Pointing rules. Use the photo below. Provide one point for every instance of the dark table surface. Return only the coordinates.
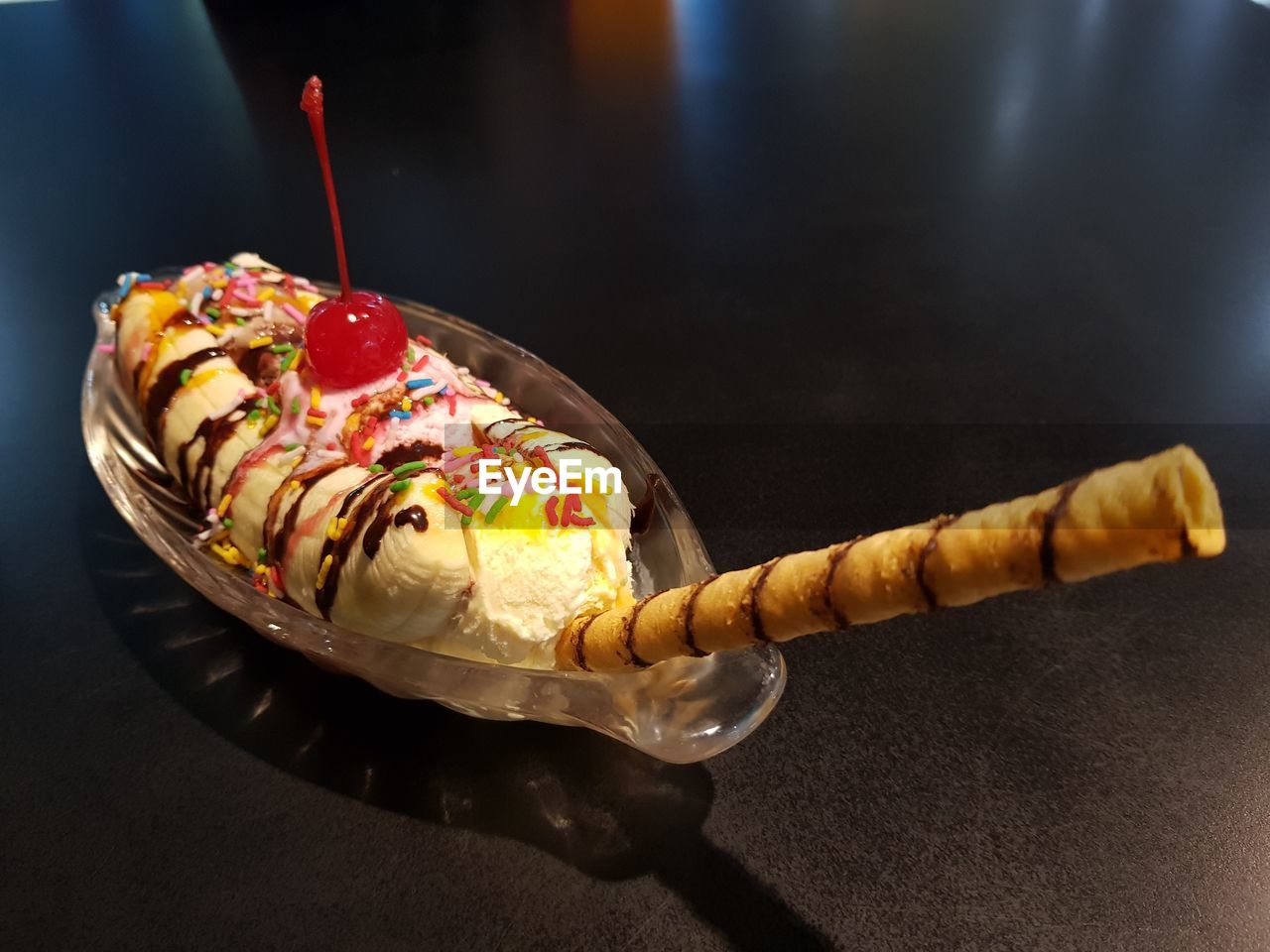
(839, 266)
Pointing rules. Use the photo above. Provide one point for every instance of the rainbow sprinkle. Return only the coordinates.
(324, 570)
(409, 467)
(495, 509)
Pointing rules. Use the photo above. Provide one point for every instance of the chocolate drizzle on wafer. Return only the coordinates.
(756, 588)
(920, 572)
(1047, 534)
(835, 557)
(629, 631)
(690, 607)
(579, 644)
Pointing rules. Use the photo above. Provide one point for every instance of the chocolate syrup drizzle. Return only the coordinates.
(163, 390)
(214, 431)
(338, 548)
(642, 520)
(276, 539)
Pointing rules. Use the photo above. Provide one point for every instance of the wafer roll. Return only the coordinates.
(1159, 509)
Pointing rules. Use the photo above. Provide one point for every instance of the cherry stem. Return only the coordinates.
(312, 102)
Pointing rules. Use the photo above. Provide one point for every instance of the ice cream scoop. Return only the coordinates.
(362, 504)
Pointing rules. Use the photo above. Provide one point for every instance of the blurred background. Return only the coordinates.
(839, 266)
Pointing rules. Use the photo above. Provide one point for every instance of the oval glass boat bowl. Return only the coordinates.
(684, 710)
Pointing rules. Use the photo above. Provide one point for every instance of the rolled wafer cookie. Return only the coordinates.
(1159, 509)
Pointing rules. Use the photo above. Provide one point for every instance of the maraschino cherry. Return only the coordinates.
(359, 335)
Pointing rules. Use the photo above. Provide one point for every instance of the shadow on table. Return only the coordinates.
(606, 809)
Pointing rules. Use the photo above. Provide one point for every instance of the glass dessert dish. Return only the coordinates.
(681, 710)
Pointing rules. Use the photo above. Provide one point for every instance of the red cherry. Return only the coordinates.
(356, 339)
(357, 336)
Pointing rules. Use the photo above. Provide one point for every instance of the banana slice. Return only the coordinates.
(359, 506)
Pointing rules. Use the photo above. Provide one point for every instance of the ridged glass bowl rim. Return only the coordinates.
(363, 655)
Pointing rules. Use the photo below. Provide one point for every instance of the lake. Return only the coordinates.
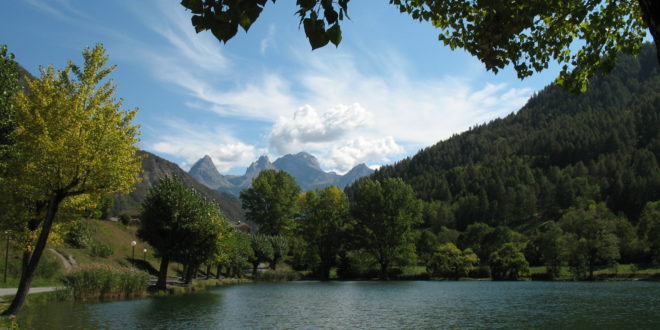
(405, 304)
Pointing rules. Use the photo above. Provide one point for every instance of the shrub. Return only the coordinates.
(102, 250)
(277, 276)
(98, 282)
(79, 234)
(125, 219)
(357, 264)
(48, 267)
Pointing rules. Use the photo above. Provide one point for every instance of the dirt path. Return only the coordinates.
(68, 262)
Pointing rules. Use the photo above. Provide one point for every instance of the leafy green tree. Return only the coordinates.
(180, 225)
(552, 249)
(508, 263)
(474, 237)
(280, 249)
(324, 216)
(72, 145)
(271, 202)
(649, 229)
(527, 35)
(385, 213)
(9, 85)
(449, 261)
(425, 243)
(593, 240)
(262, 251)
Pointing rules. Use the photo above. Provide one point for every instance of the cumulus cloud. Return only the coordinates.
(308, 128)
(362, 150)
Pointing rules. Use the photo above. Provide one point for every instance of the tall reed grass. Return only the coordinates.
(102, 282)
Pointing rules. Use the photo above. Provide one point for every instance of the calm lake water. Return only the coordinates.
(351, 305)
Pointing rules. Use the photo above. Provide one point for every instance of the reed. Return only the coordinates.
(103, 282)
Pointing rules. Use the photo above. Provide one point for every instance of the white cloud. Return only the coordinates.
(309, 129)
(362, 150)
(389, 104)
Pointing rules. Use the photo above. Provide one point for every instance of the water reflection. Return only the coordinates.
(372, 305)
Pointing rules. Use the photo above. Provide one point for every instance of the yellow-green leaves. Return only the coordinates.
(72, 137)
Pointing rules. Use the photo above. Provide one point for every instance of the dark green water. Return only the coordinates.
(351, 305)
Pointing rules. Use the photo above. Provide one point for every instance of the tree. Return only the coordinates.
(449, 261)
(527, 35)
(593, 240)
(72, 144)
(508, 263)
(280, 248)
(324, 215)
(180, 225)
(385, 213)
(9, 85)
(271, 202)
(552, 249)
(262, 251)
(649, 229)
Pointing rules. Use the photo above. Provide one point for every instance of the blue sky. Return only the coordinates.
(389, 89)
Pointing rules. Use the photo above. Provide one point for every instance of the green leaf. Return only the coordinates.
(195, 6)
(334, 34)
(315, 31)
(224, 31)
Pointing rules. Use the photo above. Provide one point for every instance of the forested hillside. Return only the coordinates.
(155, 168)
(559, 151)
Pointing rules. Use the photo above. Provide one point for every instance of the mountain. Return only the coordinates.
(154, 168)
(207, 174)
(304, 167)
(559, 151)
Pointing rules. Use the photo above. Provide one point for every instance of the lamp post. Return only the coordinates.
(7, 232)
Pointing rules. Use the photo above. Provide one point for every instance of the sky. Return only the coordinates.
(389, 90)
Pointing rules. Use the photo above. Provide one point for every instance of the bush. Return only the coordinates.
(125, 219)
(98, 282)
(48, 267)
(277, 276)
(79, 234)
(102, 250)
(357, 264)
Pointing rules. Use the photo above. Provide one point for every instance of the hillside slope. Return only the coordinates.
(155, 168)
(556, 151)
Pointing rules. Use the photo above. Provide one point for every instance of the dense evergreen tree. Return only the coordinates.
(385, 213)
(559, 150)
(271, 202)
(324, 217)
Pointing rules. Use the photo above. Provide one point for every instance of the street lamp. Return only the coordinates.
(133, 244)
(7, 232)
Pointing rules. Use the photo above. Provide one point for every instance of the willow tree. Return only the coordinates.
(181, 226)
(73, 143)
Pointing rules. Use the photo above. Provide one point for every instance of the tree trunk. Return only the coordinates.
(383, 270)
(651, 14)
(28, 271)
(161, 284)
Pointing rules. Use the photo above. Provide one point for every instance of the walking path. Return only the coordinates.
(12, 291)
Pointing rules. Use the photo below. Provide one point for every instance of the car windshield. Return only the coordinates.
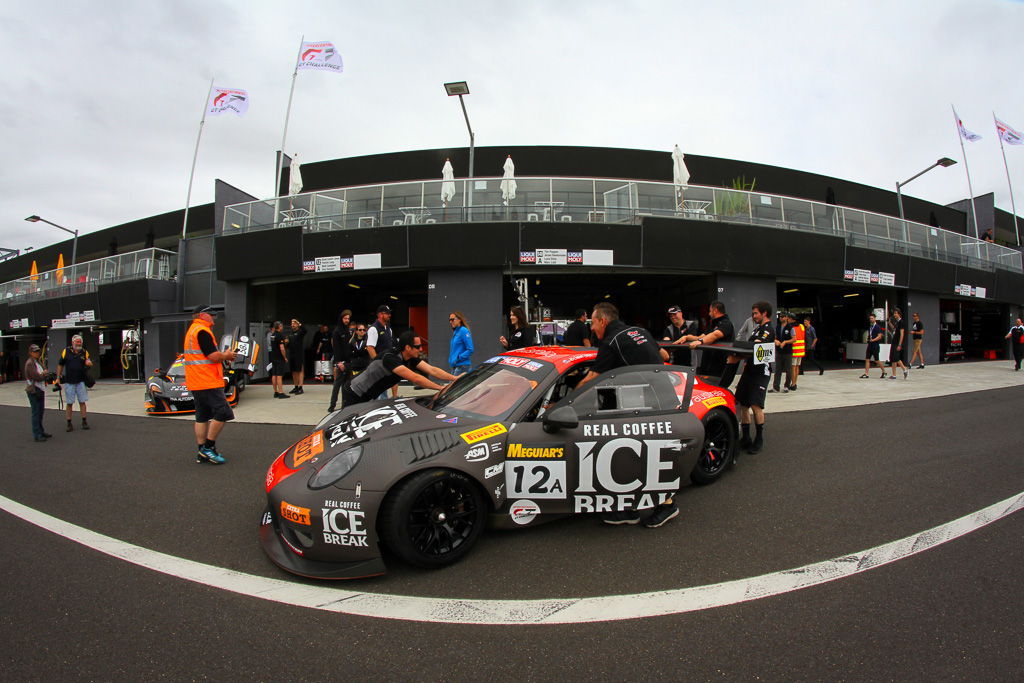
(494, 390)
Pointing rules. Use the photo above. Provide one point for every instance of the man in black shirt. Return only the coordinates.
(389, 369)
(719, 330)
(753, 385)
(624, 345)
(578, 334)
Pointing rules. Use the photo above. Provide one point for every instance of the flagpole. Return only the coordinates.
(192, 174)
(284, 135)
(960, 136)
(1013, 204)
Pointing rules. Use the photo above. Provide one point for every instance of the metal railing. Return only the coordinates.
(87, 276)
(608, 201)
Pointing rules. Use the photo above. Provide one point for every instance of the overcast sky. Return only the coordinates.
(102, 100)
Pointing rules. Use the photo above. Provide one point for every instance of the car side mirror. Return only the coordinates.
(563, 417)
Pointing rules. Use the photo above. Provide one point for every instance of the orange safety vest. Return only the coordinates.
(201, 373)
(799, 337)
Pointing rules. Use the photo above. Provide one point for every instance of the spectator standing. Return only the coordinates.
(753, 387)
(521, 334)
(783, 352)
(811, 339)
(279, 359)
(388, 369)
(35, 386)
(295, 355)
(875, 336)
(205, 380)
(578, 334)
(799, 350)
(898, 345)
(624, 345)
(677, 331)
(461, 348)
(72, 369)
(1016, 337)
(918, 336)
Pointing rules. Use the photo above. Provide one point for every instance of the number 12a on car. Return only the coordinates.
(536, 471)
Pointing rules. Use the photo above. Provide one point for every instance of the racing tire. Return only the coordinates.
(433, 518)
(718, 450)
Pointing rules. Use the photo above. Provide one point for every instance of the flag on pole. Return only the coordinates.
(227, 99)
(965, 133)
(320, 56)
(1008, 134)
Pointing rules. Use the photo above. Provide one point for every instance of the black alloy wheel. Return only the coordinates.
(718, 449)
(433, 518)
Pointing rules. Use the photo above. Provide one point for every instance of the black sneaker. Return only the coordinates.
(622, 517)
(663, 514)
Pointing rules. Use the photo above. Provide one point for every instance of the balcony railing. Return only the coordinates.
(608, 201)
(87, 276)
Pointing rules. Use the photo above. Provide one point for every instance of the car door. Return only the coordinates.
(630, 449)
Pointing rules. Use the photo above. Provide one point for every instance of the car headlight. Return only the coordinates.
(336, 468)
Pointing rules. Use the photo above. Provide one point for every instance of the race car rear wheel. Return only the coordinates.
(433, 518)
(718, 450)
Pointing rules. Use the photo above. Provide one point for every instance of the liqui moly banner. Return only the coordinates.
(227, 99)
(320, 56)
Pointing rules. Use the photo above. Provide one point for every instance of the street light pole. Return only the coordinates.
(74, 248)
(461, 88)
(945, 161)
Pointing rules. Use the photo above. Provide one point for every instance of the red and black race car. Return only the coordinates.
(513, 442)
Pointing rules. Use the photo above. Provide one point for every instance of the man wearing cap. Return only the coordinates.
(205, 379)
(72, 368)
(678, 329)
(35, 379)
(380, 338)
(390, 368)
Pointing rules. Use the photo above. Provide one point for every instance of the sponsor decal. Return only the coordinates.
(294, 513)
(630, 428)
(483, 432)
(307, 449)
(523, 512)
(478, 453)
(357, 426)
(406, 411)
(598, 489)
(522, 452)
(344, 527)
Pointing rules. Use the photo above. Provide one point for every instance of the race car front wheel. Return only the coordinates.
(433, 518)
(718, 450)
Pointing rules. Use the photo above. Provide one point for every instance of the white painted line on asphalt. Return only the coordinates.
(555, 610)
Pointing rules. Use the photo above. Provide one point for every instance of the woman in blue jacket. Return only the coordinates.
(461, 351)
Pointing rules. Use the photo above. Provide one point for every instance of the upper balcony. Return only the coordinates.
(607, 201)
(87, 276)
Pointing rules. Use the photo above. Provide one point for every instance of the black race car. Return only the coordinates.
(513, 442)
(166, 392)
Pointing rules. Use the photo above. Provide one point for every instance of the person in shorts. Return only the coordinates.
(205, 380)
(753, 385)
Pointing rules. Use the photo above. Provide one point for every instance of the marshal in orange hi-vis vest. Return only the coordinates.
(799, 337)
(201, 373)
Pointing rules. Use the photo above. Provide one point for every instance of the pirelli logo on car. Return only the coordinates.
(294, 513)
(483, 432)
(523, 452)
(307, 449)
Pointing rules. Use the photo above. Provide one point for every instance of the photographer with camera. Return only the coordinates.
(73, 375)
(35, 381)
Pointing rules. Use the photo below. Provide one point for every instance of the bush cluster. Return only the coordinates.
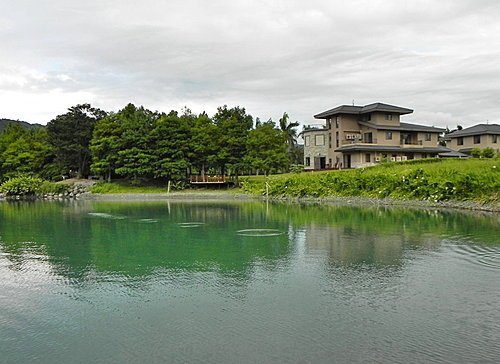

^^^^

Indiquez seulement le nombre de lignes des enregistrements qui contiennent la chaîne « vest », en tenant compte de la casse.

2